Given instruction: In the forum post below, who imposes the "meaning" in an allegory?

Illustrious Ulair
Join Date: Aug 2002
Location: In the home of lost causes, and forsaken beliefs, and unpopular names,and impossible loyalties
Posts: 4,240
|
Fordim\
I don't mean that we can't try & relate what we experience in Faerie to our lives in the primary world, what I mean is any 'meaning' or 'relevance' we may find is entirely subjective, & events & characters in the secondary world have no direct intentional relationship to the primary world - because that would be to treat the secondary world merely as an allegory of the primary world. Applicability is subjective. What I find applicable will not necessarily be what you find applicable. Applicability is subjective, Allegory is 'objective' - in the sense that the 'meaning' is imposed by the author of the story, & that 'meaning' is always the author's intended meaning. So, while Stormfront may find support for their racial ideology in LotR, it was clearly not the intent of the author to put it there. LotR was not written as a Nazi allegory, so Stormfront cannot claim to be such. So there is no intentional meaning written into LotR. The 'meaning' of the story lies in the story, not outside it, in the primary world. Stormfront are effectively claiming to find a primary world relevance in Middle Earth, which was not put there by the author. Middle Earth in that sense has no relevance to this world, & from the point of view of this world, the story is 'meaningless'.
(note, it is not without internal meaning, & when we enter into Middle Earth we will find it meaningful - there are reasons why the characters do what they do - they don't behave randomly - but the reasons they do what they do are inspired by events & circumstances to be found within the secondary world, not in the primary world. So whatever the Numenoreans' reasons/motivations for their claims to superiority within Middle Earth, those reasons have nothing to do with the reasons/motivations put forward by Stormfront for their claims to superiority, because that world is that world & this world is this world. If any member of that organisation could prove scientifically that they are decended from Elros then their claims would have to be considered - though we could point out to them that the Numenorean's sense of superiority lead repeatedly to disaster, from the fall of Numenor down to the loss of Arnor & the Kin Strife & beyond, so the ideal of 'racial superiorty' is something they should consider forgetting. We could also declare them undesirable aliens, & tell them to get back to their own world & stop making nuisances of themselves in our world).

Dataset section:
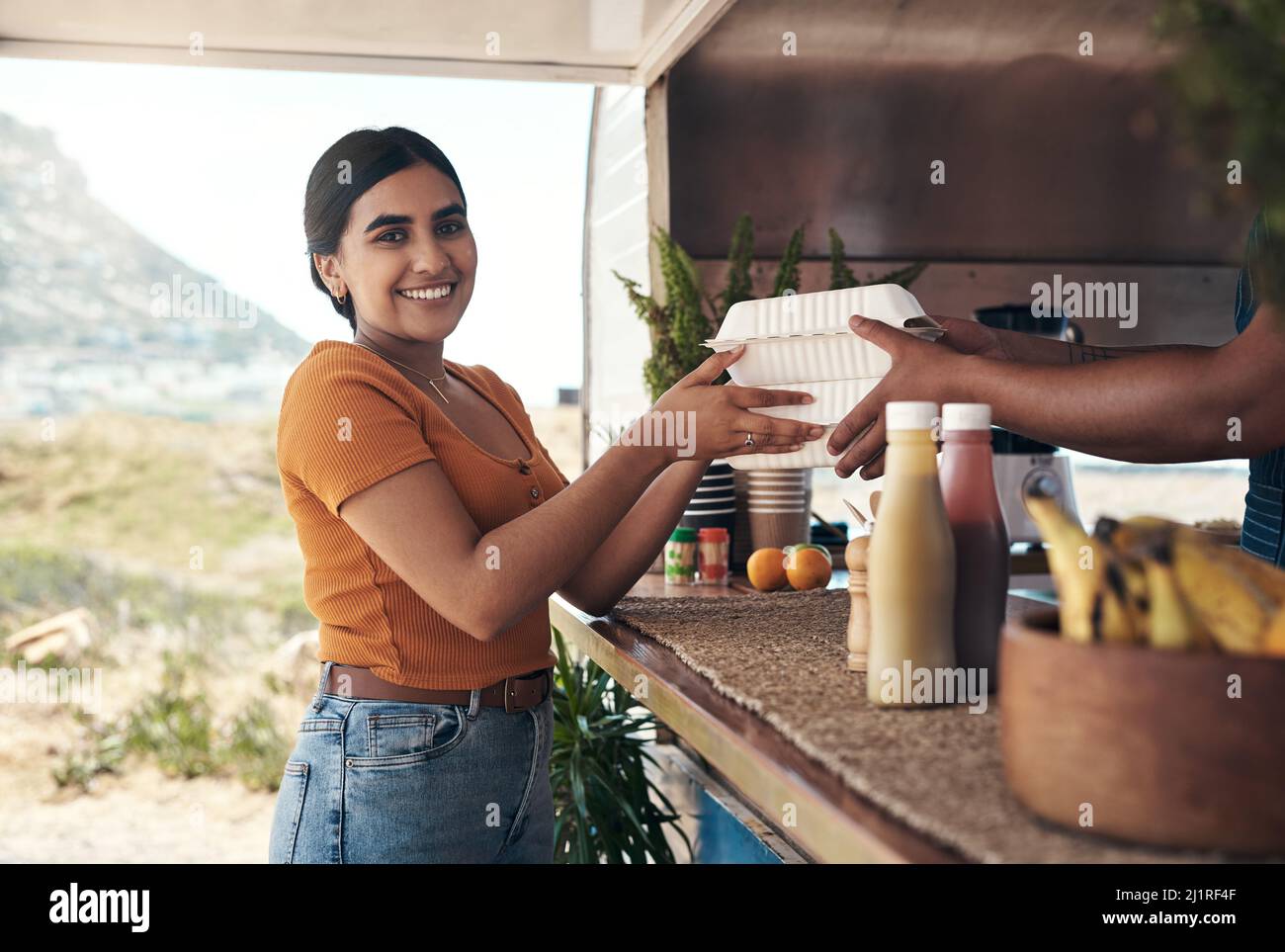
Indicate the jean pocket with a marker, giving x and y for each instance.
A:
(288, 811)
(405, 733)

Exercise answer: The author of the story imposes it, and it is always the author's intended meaning.